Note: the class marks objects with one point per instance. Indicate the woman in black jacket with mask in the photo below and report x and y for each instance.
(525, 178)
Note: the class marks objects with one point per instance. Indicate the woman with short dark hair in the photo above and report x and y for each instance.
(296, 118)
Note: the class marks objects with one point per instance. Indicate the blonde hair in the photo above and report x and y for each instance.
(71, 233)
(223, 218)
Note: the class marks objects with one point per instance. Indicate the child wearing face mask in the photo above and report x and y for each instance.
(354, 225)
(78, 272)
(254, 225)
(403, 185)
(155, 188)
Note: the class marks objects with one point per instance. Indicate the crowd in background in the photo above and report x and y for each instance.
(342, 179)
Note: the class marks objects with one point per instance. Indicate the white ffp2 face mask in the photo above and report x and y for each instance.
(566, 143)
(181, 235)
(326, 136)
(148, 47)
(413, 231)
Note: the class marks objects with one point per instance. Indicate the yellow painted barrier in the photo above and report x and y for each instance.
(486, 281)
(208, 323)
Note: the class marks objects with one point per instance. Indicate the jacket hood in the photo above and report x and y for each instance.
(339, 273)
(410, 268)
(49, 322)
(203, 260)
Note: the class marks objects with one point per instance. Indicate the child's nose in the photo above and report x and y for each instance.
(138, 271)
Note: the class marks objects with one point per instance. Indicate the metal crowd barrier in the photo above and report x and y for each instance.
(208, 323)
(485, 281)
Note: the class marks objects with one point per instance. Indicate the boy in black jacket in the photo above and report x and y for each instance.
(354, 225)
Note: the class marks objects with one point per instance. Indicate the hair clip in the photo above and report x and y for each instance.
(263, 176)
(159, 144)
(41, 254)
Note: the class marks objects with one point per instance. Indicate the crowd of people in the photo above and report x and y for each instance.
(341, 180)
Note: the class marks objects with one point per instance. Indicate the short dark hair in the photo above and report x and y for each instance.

═══

Task goal: The data should be printed again exactly, line for line.

Problem solution:
Note: the class marks objects with one point per instance. Indicate the woman in black jacket with mask in the photo below and report x and y for each instance.
(525, 178)
Note: the class marks objects with one point per instance. Indicate the woman with short dark hair in the photo above and report x and y for each instance.
(296, 118)
Note: the class marks objects with one point per instance. Indicate the blonde hair in the photo above and report x and y for each instance.
(71, 233)
(223, 218)
Note: the class marks objects with one point per instance. Indicate the child wearing face mask in the photo above and report x and y for each instance.
(354, 225)
(78, 272)
(254, 225)
(403, 185)
(155, 188)
Note: the class marks objects with one point per instance. Indicate the crowd in background in the photo above and report x and y for each instance.
(342, 179)
Note: the class marks objects with one point per instance. Indicate the white ffp2 face mask in the photo above and report x and y for each instance.
(566, 143)
(181, 235)
(326, 136)
(148, 47)
(413, 231)
Note: the class marks objects with one point per instance. Indicate the yellow painted barrier in the photo above and report x and y for each instance.
(486, 281)
(208, 323)
Note: the class marks objects with one point per instance. Indicate the jacket hood in the photo above and report x and y for each instance.
(339, 273)
(410, 268)
(49, 322)
(203, 260)
Note: the class marks objects with one point per instance. Indicate the child's nose in the photo above and report x and y for each instance.
(138, 271)
Note: the class marks objects with one point per instance. Indicate the metal crowd barrier in the photo above and report x and y for each instance.
(208, 323)
(485, 281)
Note: the class marks objects with one point per instance. Indicate the boy in black jacket in the photo above and report x and y for each instance.
(354, 225)
Note: the class marks objects with one point per instance. Indicate the hair clip in the photo above and report x and y for each instance.
(263, 176)
(159, 144)
(41, 254)
Note: the class marks objects with one point per instance. Indicate the crowd of people in the photo above and report x and y for each instance.
(341, 180)
Note: the class marks objects with one point per instance. Indicate the short dark hair in the photo above and report x and y for each instance.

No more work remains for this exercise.